*PROBLEM REQUIREMENTS:*
Continue the passage on modeling the AVR system from the point where it stops.

*TEXT EXTRACT:*

━━━━━━━━━━━━━━━━━━━━━━━━━━━━━━

The manuscript is structured as follows: Section 2 formulates the AVR model with MPC. Section 3 describes the robust MPC Formulation. Section 4 introduces an overview about the arithmetic optimization algorithm. Section 5 presents the results and the discussions of the AVR system. At the end, the conclusion of the proposed work is provided in Section 6.

2. Description of AVR System

The AVR is utilized to regulate the voltage, in which a constant voltage can be obtained by taking the fluctuating voltage. The AVR system can improve the stability of the dynamic generator angle and maintain the operation of the machine through steady-state stability. In addition, the regulation of the DC excitation voltage is utilized to ensure that the permissible limit of the terminal voltage remains for the synchronous machine. Figure 1 illustrates the proposed scheme of the AVR system [4]. It shows that the AVR system consists of an amplifier node, exciter component, generator part, and sensor module. In this study, linear models are utilized for all four components of the AVR system instead of nonlinearity sources and exciter saturation limits. A diagram of a stationary excitation system with the controlled rectifier excitation type is presented in Figure 1a. In this system, the static rectified is controlled to regulate the excitation power. The excitation current is directly applied to the main generator via a slip ring. In order to obtain the actual values of the current and voltage without the noise, the sensor module including the potential transformer (PT) and current transformer (CT) is designed as shown in Figure 1a. Moreover, a block diagram of developed predictive controlled AVR system is presented in Figure 1b. All components of the AVR system are expressed by first-order transfer functions represented by the system gains and time constants [4,56]. A linear state-space form can be derived for AVR from the transfer functions of its components where the state vector “$x(t)=[\begin{array}{cccc}{V}_s(t)& V_t(t)& V_e(t)& V_a(t)\end{array}]$” as in Equations (1) and (2),

$$\stackrel{•}{{\displaystyle x}}=Ax+Bu$$

(1)

━━━━━━━━━━━━━━━━━━━━━━━━━━━━━━

*ITEMS:*
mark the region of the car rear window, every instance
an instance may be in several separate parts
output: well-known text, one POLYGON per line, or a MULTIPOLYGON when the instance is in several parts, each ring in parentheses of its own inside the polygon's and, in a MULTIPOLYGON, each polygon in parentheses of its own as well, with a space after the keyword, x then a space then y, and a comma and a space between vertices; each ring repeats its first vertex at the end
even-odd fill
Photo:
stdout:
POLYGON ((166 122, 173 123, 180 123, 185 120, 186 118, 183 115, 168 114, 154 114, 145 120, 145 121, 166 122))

━━━━━━━━━━━━━━━━━━━━━━━━━━━━━━

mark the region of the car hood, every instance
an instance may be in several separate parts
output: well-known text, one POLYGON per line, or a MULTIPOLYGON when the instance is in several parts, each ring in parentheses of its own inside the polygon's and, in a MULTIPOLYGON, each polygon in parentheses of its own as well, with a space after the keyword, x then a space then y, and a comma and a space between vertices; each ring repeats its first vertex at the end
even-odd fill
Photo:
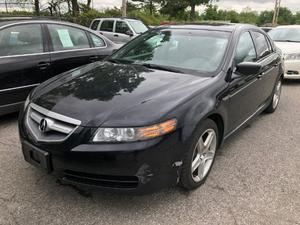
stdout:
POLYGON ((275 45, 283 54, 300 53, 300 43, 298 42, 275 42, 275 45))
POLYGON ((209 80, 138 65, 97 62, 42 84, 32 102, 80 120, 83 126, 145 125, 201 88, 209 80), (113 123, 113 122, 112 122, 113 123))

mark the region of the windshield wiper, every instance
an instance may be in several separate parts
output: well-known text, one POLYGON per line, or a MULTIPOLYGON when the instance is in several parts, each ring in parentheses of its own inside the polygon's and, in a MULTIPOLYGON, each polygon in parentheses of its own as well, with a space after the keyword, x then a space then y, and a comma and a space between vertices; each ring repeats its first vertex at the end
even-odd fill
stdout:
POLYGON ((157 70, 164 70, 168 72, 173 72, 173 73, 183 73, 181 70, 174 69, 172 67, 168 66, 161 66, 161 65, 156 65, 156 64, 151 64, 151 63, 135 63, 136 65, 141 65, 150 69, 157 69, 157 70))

━━━━━━━━━━━━━━━━━━━━━━━━━━━━━━

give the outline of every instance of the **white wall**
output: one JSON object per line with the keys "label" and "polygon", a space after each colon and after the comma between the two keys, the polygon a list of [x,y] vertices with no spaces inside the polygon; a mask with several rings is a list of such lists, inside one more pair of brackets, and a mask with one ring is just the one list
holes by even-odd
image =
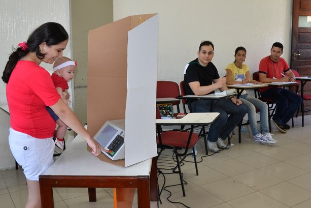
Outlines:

━━━━━━━━━━━━━━━━━━━━━━━━━━━━━━

*REPLY TO THE TASK:*
$$y=cx$$

(2)

where,

$$A=\left[\begin{array}{cccc}-\frac{1}{T_S}& \frac{K_S}{T_S}& 0& 0\\ 0& -\frac{1}{T_G}& \frac{K_G}{T_G}& 0\\ 0& 0& -\frac{1}{T_E}& \frac{K_E}{T_E}\\ 0& 0& 0& -\frac{1}{T_A}\end{array}\right],$$

$$B={\left[\begin{array}{cccc}0& 0& 0& \frac{K_A}{T_A}\end{array}\right]}^T,$$

$$C=\left[\begin{array}{cccc}1& 0& 0& 0\end{array}\right],$$

• $V_s(t)$ The output voltage from the measuring device
• $V_t(t)$ The terminal voltage of the generator
• $V_e(t)$ The exciter voltage
• $V_a(t)$ The amplifier voltage.

2.1. Formulation of AVR for MPC

The following discrete model in Equations (3) and (4) for the AVR system with sampling time ‘Ts’ is considered [57],

$$x\left(k+1\right)=A_{d}x\left(k\right)+B_{d}u\left(k\right)$$

(3)

$$y\left(k\right)=C_{d}x\left(k\right)$$

(4)

An embedded integrator is combined with the above model in order to provide zero steady-state error as described in Equations (5) and (6),

$$x_a\left(k+1\right)=A_a{x}_a\left(k\right)+B_a\mathsf{\Delta }u\left(k\right)$$

(5)

$$y\left(k\right)=C_a{x}_a\left(k\right)$$

(6)

where,

$$x_a\left(k\right)=[\begin{array}{cc}\mathsf{\Delta }x{(k)}^T& y\left(k\right){]}^T\end{array},$$

$$\mathsf{\Delta }x\left(k\right)=x\left(k\right)-x\left(k-1\right),$$

$$\mathsf{\Delta }u\left(k\right)=u\left(k\right)-u\left(k-1\right),\mathrm{and}$$

$$A_a=\left[\begin{array}{cc}{A}_d& 0_{4\times 1}\\ C_d{A}_d& 1\end{array}\right],B_a=\left[\begin{array}{c}{B}_d\\ C_d{B}_d\end{array}\right],C_a=\left[\begin{array}{cc}{0}_{4\times 1}^T& 1\end{array}\right]$$

The MPC formulation utilizes the derived new model in Equations (5) and (6), named the augment model, to adjust the incremental control signal ‘$\mathsf{\Delta }U$’ within a specific control horizon ‘C’ in order to predict the system outputs for a certain prediction horizon ‘P’ as described in Equation (7),

$$Y=F{x}_a\left(k\right)+\Psi \mathsf{\Delta }U$$

(7)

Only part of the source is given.